▶ [WORK TO BE COMPLETED]
Could you write out the records below exactly as they appear?

▶ [DATA LISTING]
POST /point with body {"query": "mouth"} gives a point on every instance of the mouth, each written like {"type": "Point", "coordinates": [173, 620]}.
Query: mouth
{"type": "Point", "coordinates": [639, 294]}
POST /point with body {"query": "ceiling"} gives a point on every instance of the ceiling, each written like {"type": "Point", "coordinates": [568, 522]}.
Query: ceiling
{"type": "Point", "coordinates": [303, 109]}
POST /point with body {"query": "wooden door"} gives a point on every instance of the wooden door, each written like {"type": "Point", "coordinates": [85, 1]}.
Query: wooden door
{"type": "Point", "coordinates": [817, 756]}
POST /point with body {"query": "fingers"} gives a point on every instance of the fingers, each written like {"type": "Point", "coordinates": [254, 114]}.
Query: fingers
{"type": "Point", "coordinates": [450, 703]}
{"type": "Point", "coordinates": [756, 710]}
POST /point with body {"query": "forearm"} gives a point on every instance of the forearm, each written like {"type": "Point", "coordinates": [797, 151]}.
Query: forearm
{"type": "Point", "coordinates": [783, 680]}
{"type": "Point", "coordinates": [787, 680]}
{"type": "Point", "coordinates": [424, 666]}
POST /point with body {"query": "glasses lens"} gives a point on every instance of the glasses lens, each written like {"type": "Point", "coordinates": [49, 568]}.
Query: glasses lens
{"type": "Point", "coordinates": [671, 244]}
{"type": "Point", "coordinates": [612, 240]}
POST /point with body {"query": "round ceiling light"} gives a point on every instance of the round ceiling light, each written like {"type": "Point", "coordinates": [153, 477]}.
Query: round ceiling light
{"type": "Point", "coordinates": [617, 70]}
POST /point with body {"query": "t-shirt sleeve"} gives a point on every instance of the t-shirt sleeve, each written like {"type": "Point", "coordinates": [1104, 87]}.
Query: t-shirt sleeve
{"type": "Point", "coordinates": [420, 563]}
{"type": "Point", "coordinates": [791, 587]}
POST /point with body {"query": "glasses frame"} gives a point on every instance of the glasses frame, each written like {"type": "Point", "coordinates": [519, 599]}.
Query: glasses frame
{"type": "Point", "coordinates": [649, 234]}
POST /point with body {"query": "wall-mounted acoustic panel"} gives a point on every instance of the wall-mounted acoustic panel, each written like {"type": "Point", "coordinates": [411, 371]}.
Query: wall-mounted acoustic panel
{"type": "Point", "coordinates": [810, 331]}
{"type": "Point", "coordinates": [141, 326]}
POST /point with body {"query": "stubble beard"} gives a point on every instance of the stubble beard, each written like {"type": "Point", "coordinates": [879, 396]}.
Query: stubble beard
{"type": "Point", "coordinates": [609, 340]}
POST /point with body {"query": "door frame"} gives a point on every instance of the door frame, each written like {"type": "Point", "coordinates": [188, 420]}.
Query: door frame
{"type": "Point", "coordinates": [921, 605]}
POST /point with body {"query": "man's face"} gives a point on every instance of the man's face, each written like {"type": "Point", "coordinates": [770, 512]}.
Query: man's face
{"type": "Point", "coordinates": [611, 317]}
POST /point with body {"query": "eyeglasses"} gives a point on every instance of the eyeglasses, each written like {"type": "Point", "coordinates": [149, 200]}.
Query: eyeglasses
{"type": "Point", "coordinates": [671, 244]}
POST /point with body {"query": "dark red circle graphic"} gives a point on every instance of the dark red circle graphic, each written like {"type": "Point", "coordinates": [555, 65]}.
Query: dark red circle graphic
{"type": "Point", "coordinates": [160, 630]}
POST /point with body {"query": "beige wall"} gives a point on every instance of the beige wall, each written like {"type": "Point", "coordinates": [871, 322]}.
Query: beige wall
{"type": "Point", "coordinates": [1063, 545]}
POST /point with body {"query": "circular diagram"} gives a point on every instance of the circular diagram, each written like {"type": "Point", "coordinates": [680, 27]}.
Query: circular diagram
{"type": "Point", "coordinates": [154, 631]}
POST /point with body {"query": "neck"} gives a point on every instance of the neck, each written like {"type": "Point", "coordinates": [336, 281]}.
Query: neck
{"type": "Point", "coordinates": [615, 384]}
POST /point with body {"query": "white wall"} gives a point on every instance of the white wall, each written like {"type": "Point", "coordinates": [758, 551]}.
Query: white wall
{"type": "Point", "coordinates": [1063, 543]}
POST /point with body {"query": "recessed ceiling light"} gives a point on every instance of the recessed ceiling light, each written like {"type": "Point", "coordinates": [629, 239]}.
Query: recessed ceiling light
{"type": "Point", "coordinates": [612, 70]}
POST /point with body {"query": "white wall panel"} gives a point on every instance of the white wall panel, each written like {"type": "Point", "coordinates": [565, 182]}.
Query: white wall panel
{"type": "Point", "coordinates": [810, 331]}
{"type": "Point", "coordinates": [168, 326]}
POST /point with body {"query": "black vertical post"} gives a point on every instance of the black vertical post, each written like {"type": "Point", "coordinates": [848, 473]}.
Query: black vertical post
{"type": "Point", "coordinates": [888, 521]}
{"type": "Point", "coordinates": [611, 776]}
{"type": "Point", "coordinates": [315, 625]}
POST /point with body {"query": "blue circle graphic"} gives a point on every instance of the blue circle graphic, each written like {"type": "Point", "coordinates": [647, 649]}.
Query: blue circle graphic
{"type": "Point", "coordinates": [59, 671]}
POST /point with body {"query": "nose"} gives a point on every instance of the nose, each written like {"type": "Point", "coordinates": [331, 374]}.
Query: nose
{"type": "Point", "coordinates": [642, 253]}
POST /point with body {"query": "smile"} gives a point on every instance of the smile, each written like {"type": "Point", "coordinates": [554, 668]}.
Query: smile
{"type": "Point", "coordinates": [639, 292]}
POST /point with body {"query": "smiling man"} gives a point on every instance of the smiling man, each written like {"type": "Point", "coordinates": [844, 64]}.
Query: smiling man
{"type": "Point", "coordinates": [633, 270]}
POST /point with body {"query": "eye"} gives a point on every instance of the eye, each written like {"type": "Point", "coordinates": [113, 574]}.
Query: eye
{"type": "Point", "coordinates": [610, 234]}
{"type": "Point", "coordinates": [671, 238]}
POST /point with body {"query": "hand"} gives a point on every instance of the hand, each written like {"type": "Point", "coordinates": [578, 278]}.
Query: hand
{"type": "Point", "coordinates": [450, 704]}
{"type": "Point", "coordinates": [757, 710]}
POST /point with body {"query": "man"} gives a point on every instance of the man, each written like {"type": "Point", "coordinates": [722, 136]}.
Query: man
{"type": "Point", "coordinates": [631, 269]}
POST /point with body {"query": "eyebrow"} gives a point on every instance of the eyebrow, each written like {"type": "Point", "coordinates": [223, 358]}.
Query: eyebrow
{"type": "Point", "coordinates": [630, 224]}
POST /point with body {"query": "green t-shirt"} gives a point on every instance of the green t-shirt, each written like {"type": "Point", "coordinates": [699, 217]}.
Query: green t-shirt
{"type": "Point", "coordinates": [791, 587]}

▶ [RESPONSE TO THE TASK]
POST /point with body {"query": "mouth"} gives a point on every instance of the mouth, each written like {"type": "Point", "coordinates": [173, 620]}.
Query: mouth
{"type": "Point", "coordinates": [639, 294]}
POST /point with body {"query": "ceiling"} gives a point on every instance of the ceiling, each written like {"type": "Point", "coordinates": [568, 522]}.
Query: ceiling
{"type": "Point", "coordinates": [303, 109]}
POST /point with body {"query": "wooden door"} gives a point on every instance of the wooden door, each written like {"type": "Point", "coordinates": [85, 1]}.
Query: wooden door
{"type": "Point", "coordinates": [817, 756]}
POST /point with body {"query": "fingers"} gives a point on every instance of the fingers, each written like {"type": "Point", "coordinates": [254, 114]}.
Query: fingers
{"type": "Point", "coordinates": [450, 703]}
{"type": "Point", "coordinates": [756, 710]}
POST /point with body {"query": "forearm"} gives a point on every instance of the forearm, each written like {"type": "Point", "coordinates": [797, 151]}.
Query: forearm
{"type": "Point", "coordinates": [783, 680]}
{"type": "Point", "coordinates": [787, 680]}
{"type": "Point", "coordinates": [424, 666]}
POST /point with body {"query": "glasses lens"} gives a point on every instance of the glasses lens, each written like {"type": "Point", "coordinates": [49, 568]}.
Query: glasses lens
{"type": "Point", "coordinates": [671, 244]}
{"type": "Point", "coordinates": [612, 240]}
POST /point with body {"query": "round ceiling light"} gives a point on every instance of the round ceiling light, each written like {"type": "Point", "coordinates": [153, 477]}.
Query: round ceiling light
{"type": "Point", "coordinates": [617, 70]}
POST /point with body {"query": "t-shirt sleeve"} gives a point on every instance of the t-shirt sleeve, each written like {"type": "Point", "coordinates": [1104, 87]}.
Query: t-shirt sleeve
{"type": "Point", "coordinates": [420, 563]}
{"type": "Point", "coordinates": [791, 587]}
POST /point with body {"query": "glasses frame"} gives a point on every instance of the glasses frame, each written like {"type": "Point", "coordinates": [519, 599]}.
Query: glasses frame
{"type": "Point", "coordinates": [649, 234]}
POST /point with body {"query": "wall-mounted acoustic panel"} gives a point on every instance of the wall-mounted acoustic panel, each written like {"type": "Point", "coordinates": [411, 371]}.
Query: wall-mounted acoustic panel
{"type": "Point", "coordinates": [810, 331]}
{"type": "Point", "coordinates": [141, 326]}
POST /point with body {"query": "stubble beard"} gives a point on every instance of the stubble beard, each written like {"type": "Point", "coordinates": [879, 396]}.
Query: stubble beard
{"type": "Point", "coordinates": [609, 340]}
POST /point with body {"query": "door frame"} gives a point on every instance of the door frame, each written like {"type": "Point", "coordinates": [188, 420]}.
Query: door frame
{"type": "Point", "coordinates": [921, 605]}
POST /point with body {"query": "man's face"} gives a point on every instance of the man's face, each written like {"type": "Point", "coordinates": [770, 512]}.
Query: man's face
{"type": "Point", "coordinates": [611, 317]}
POST /point with body {"query": "eyeglasses"} gives a point on every instance of the eyeglasses, each written like {"type": "Point", "coordinates": [149, 200]}.
Query: eyeglasses
{"type": "Point", "coordinates": [671, 244]}
POST /point with body {"query": "dark red circle graphic"} gives a point on every instance of the dark red circle graphic, each written like {"type": "Point", "coordinates": [555, 65]}.
Query: dark red circle graphic
{"type": "Point", "coordinates": [160, 630]}
POST /point with body {"query": "beige wall"} gives a point on every instance of the beige wall, each written like {"type": "Point", "coordinates": [871, 322]}.
Query: beige wall
{"type": "Point", "coordinates": [1063, 545]}
POST /point with body {"query": "circular diagram"} gives a point on every instance of the circular diagram, each written like {"type": "Point", "coordinates": [680, 27]}.
Query: circular diagram
{"type": "Point", "coordinates": [154, 631]}
POST /point with body {"query": "neck"} gives a point on every instance of the neck, each written like {"type": "Point", "coordinates": [336, 281]}.
Query: neck
{"type": "Point", "coordinates": [615, 384]}
POST /point with body {"query": "white wall"} gives a point on every instance of the white wall, each written like {"type": "Point", "coordinates": [758, 551]}.
Query: white wall
{"type": "Point", "coordinates": [1063, 543]}
POST /point with body {"query": "recessed ceiling light"} gives a point on every instance of the recessed ceiling light, each written like {"type": "Point", "coordinates": [629, 239]}.
Query: recessed ceiling light
{"type": "Point", "coordinates": [612, 70]}
POST /point with body {"query": "white wall panel"} gives a point on every instance of the white wall panel, each written like {"type": "Point", "coordinates": [565, 182]}.
Query: white wall panel
{"type": "Point", "coordinates": [810, 331]}
{"type": "Point", "coordinates": [168, 326]}
POST /point with body {"query": "black vertical post"} gives a point on every instance of the black vertical post, each written like {"type": "Point", "coordinates": [848, 473]}.
Query: black vertical post
{"type": "Point", "coordinates": [888, 521]}
{"type": "Point", "coordinates": [611, 776]}
{"type": "Point", "coordinates": [315, 625]}
POST /point with body {"query": "blue circle graphic"} gives a point on every instance of the blue circle graphic, each written like {"type": "Point", "coordinates": [647, 649]}.
Query: blue circle graphic
{"type": "Point", "coordinates": [59, 671]}
POST /point with body {"query": "nose"} gives a point on every instance of the nose, each written like {"type": "Point", "coordinates": [331, 374]}.
Query: nose
{"type": "Point", "coordinates": [642, 253]}
POST /point with body {"query": "smile"} gives a point on every instance of the smile, each written like {"type": "Point", "coordinates": [554, 668]}.
Query: smile
{"type": "Point", "coordinates": [639, 292]}
POST /point with body {"query": "smiling man"} gives a point on every instance of the smiling man, each written like {"type": "Point", "coordinates": [844, 64]}.
Query: smiling man
{"type": "Point", "coordinates": [633, 270]}
POST /point with body {"query": "eye"} gives a point on every instance of the eye, each written like {"type": "Point", "coordinates": [113, 574]}.
Query: eye
{"type": "Point", "coordinates": [610, 234]}
{"type": "Point", "coordinates": [671, 238]}
POST /point with body {"query": "hand"} gives a point on every instance of the hand, each written like {"type": "Point", "coordinates": [578, 278]}.
Query: hand
{"type": "Point", "coordinates": [450, 704]}
{"type": "Point", "coordinates": [757, 710]}
POST /point with body {"query": "man"} gives a point on every instance of the man, each written like {"type": "Point", "coordinates": [722, 136]}.
Query: man
{"type": "Point", "coordinates": [631, 269]}
POST /point with body {"query": "eyebrow"} gives a point on every instance of the eyebrow, each written like {"type": "Point", "coordinates": [223, 358]}.
Query: eyebrow
{"type": "Point", "coordinates": [630, 224]}
POST /point with body {"query": "green t-shirt"} gives a point on every instance of the green t-shirt, each written like {"type": "Point", "coordinates": [699, 217]}.
Query: green t-shirt
{"type": "Point", "coordinates": [791, 587]}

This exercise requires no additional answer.